### ARTICLE
__________
We then moved on to a new two-lecture section that was based on my (crowded!) splay trees lecture from last year. I gave a full lecture on "better than balanced BSTs" that introduced the balance, entropy, working-set, and dynamic-finger properties and worked some examples of data structures meeting these properties. That one went really, really well, and I think it's one of the best lectures I've put together to date! I pulled the discussion of weight-equalized trees in from PS2 and worked the proof from last year's midterm that they have the entropy property, which I thought was a lot of fun and gave a better sense of what entropy measures. The only concern I have with this lecture is that it ran a bit long, but I think I can fix that. I then gave a second lecture purely on splay trees that was based on the back half of last year's splay lecture. This version motivated where splay trees come from by showing how rotate-to-root fails. I decided to go a bit deeper into the analysis of splay trees this time, working out the choices of weights per node that would give the balance, entropy, and working-set properties and giving a partial analysis of dynamic-finger that built up to the static finger theorem. The only problem I had here was that I was running low on time. Otherwise, this worked pretty well!
We concluded with a three-lecture series on integer data structures. The presentation of x-fast and y-fast tries was more or less the same as last time, but with a revised presentation of how the binary search in x-fast tries worked and a more careful space analysis. The presentation of sardine and fusion trees worked more or less the same as before, with a few edits to improve clarity. Overall, I thought I did a good job presenting these topics, but I wasn't feeling as excited about them as I was the past few times. Maybe that's because this coincided with the George Floyd protests and I kept feeling that there were more important things to be focusing on. But I think it's probably, more realistically, that this unit gives new ways to implement BST replacements, and we already have a bunch of lectures on those topics (red/black trees, B-trees, better-than-balanced trees, and splay trees) and I think it might be good to instead cover something fundamentally different.
__________
Stored items from a collection

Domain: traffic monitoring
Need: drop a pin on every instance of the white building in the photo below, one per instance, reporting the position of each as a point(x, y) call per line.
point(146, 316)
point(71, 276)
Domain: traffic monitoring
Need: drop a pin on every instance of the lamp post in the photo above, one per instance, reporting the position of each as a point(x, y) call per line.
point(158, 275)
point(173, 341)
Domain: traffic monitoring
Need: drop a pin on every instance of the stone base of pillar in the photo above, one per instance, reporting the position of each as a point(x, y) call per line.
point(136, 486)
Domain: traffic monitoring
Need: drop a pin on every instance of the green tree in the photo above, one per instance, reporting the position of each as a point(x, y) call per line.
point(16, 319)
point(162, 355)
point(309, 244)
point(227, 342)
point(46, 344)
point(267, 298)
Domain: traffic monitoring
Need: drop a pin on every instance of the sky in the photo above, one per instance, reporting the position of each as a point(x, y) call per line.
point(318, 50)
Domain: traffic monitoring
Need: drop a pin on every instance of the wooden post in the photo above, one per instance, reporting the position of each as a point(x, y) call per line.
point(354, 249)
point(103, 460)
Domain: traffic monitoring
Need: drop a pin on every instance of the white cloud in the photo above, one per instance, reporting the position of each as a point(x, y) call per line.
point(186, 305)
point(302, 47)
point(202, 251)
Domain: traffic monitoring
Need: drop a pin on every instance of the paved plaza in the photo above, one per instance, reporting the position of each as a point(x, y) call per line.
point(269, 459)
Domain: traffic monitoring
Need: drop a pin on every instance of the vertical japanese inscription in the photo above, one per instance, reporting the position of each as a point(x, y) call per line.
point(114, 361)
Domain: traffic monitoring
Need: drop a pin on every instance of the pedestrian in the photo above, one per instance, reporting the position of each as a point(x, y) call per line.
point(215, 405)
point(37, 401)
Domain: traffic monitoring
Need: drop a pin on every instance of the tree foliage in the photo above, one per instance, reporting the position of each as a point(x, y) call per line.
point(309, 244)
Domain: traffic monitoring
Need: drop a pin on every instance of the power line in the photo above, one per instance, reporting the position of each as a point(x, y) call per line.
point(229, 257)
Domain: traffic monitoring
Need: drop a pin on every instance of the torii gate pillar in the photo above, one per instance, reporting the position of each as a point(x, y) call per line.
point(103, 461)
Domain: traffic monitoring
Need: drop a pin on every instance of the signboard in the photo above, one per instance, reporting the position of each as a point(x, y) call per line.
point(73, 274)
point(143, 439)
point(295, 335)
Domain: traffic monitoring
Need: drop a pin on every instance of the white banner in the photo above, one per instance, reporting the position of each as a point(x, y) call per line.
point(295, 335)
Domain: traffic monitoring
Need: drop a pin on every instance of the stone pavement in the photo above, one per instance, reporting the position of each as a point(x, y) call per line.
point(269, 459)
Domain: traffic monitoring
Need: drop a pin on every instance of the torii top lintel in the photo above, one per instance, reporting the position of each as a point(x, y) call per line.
__________
### TASK BRIEF
Can you continue the reflection on teaching the data structures lectures, starting right after its last sentence about covering something fundamentally different?

### RESPONSE TO THIS EXERCISE
Looking to next time, I think I'm going to make a few edits to the syllabus. I'd like to move strings later in the quarter as more of a place where they can serve as a testbed for other concepts we'd covered. That would push amortization earlier, which I think would be a good thing because that way students can get more practice with it. This would also enable me to split the class into two clear units: "preliminaries," which cover generalizable techniques, and "applications," where we see data structures that arise in more particular contexts, and perhaps (?) to make it so that the first half of the class has the problem sets and individual assessments and the back half is just projects. Additionally, I'm thinking about replacing the unit on integer data structures with a unit on geometric data structures, which would explore a problem space that's totally unlikely what we see elsewhere. There are, of course, a bunch of other touch-ups to do (revising problem sets, polishing lectures, etc.), but overall I think I'm starting to converge on something that feels well-motivated and logistically well-organized.
This was a difficult quarter for all of us. On an S/NC grading basis, I'd give myself a solid S for "passing work in the face of national crisis." I learned a bunch of lessons, both in terms of pedagogy and teaching strategy, in terms of technical content, and about myself. Here's hoping that future quarters run more smoothly and that I emerge from this a better educator than I entered it.
As with most classes I taught in the 2018-2019 academic year, this version of CS166 represented a pretty significant overhaul to the course materials, and I think that it's been a huge gradient step in the right direction.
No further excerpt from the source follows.